** DOCUMENT SEGMENT **
▬▬▬▬▬▬▬▬▬▬

It is critical that financial leaders have data-informed activity-based costing infrastructure in place. For example, the Health Catalyst CORUS® Suite, the Vitalware CDM and Hospital Price Index create a defensible pricing strategy—a strategy using cost, reimbursement, and market information to defend the price a health system places on any given procedure. Because many organizations don’t know what procedures cost (only what they charge patients), it’s difficult to justify the cost of a procedure. A defensible pricing strategy is key to defending prices when patients, payers (used as leverage to negotiate), or community members ask. The health system can use accurate cost information to communicate that they may not be the highest price provider and why a procedure has a certain price tag.

In understanding what it costs to deliver care, organizations create tighter policies or employ mechanisms to help patients make more informed decisions. For example, if a total knee replacement costs the hospital $15,000, the hospital understands that if they do not collect any revenue, they will incur $15,000. Understanding the costs means having more controlled mechanisms in place to prevent losing revenue, especially for high-dollar procedures like knee replacements.

▬▬▬▬▬▬▬▬▬▬

** RECORDS **
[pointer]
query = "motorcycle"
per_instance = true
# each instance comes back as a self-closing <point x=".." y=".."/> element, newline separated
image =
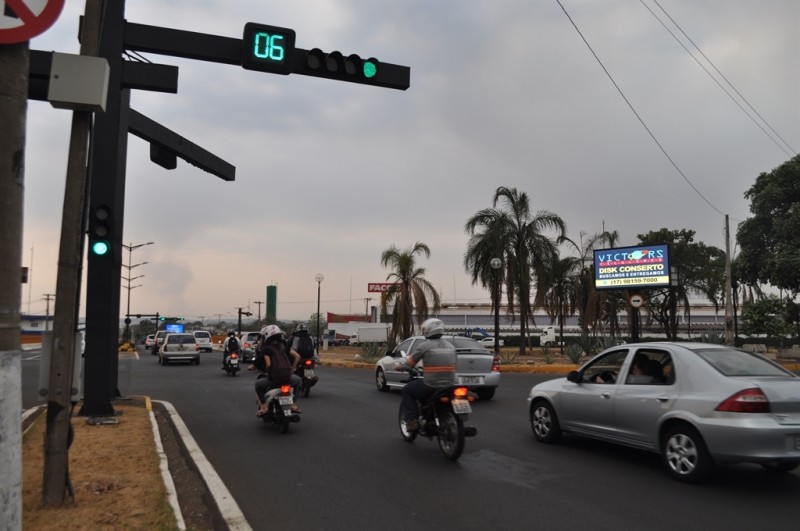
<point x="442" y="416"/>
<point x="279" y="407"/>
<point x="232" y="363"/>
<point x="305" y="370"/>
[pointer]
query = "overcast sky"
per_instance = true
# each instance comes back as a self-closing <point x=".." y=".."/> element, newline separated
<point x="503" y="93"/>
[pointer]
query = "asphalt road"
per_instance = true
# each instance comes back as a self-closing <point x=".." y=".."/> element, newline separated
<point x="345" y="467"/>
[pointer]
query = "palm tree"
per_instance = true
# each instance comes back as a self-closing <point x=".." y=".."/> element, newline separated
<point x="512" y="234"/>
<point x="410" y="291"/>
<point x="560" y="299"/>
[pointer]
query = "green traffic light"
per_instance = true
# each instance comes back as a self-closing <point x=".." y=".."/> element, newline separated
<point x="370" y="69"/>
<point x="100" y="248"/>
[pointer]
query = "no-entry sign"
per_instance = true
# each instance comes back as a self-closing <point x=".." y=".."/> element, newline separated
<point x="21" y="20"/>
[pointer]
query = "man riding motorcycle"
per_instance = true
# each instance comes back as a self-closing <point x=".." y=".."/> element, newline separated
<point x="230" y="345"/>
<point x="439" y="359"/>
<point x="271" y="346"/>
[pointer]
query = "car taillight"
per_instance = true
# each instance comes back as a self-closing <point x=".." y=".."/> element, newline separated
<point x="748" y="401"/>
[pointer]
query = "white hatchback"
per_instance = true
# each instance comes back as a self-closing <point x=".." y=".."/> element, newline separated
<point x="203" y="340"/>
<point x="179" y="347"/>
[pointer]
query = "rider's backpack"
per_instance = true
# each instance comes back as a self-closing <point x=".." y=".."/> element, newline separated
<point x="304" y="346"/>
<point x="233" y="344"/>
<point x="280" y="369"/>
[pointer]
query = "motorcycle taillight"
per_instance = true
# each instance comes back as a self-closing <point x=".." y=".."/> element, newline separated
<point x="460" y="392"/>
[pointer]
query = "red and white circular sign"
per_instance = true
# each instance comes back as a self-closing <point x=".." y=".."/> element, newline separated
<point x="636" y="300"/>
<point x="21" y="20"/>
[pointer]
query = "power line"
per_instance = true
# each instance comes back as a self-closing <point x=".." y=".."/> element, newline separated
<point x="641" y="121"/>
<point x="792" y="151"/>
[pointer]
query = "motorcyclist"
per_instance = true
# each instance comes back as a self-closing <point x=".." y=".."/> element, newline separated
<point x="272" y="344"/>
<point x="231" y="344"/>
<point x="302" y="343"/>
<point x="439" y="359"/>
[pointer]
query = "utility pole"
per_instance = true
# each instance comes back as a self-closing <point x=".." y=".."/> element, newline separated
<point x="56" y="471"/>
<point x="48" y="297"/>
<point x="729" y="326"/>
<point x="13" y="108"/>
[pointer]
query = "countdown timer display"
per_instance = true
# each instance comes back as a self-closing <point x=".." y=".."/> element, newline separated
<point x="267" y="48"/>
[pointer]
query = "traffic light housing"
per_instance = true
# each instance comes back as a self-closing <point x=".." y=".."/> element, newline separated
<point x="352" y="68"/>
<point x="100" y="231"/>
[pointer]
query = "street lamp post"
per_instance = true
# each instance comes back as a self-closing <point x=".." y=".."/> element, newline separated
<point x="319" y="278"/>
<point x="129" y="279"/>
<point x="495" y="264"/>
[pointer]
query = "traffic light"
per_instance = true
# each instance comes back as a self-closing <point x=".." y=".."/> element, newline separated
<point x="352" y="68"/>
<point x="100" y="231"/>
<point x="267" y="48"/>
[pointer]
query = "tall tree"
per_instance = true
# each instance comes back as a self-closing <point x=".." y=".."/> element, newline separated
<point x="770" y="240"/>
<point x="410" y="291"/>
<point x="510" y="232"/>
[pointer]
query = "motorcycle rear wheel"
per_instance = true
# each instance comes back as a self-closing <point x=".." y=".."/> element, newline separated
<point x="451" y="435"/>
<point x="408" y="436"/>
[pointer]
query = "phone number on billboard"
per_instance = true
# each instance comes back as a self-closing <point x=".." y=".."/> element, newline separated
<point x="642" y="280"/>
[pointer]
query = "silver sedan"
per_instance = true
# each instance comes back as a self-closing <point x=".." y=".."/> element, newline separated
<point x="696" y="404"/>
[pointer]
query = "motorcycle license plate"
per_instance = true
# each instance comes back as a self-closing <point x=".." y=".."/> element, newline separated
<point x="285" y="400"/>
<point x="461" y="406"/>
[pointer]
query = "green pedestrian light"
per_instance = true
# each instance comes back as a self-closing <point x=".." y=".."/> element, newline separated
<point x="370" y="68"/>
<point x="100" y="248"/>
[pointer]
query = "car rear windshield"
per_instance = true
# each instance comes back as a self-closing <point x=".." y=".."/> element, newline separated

▬▬▬▬▬▬▬▬▬▬

** WORK TO COMPLETE **
Extend the passage on hospital pricing and procedure costs past its last sentence.

** WRITTEN RESPONSE **
Financial Responsibility Means Higher Quality Care for Patients

Bad debt is a growing concern for health systems because it increasingly reduces topline revenue. With better controls and processes in place, health systems can identify bad debt and create strategies to mitigate it or, in some cases, eliminate it. And, with new regulations requiring public availability and higher levels of transparency of a health system’s chargemaster, shoppable services, and all services, effectively managing bad debt is even more critical for financial success.

As well as delivering the right care, a health system is also responsible for giving each patient every financial resource possible so that the cost of care doesn’t stand in the way of receiving care and achieving optimal health. Better bad debt management allows health systems to enjoy the long-term benefits of fiscal responsibility, such as growing services, hiring more providers, building better facilities, and, most importantly, focusing on providing the highest quality of care.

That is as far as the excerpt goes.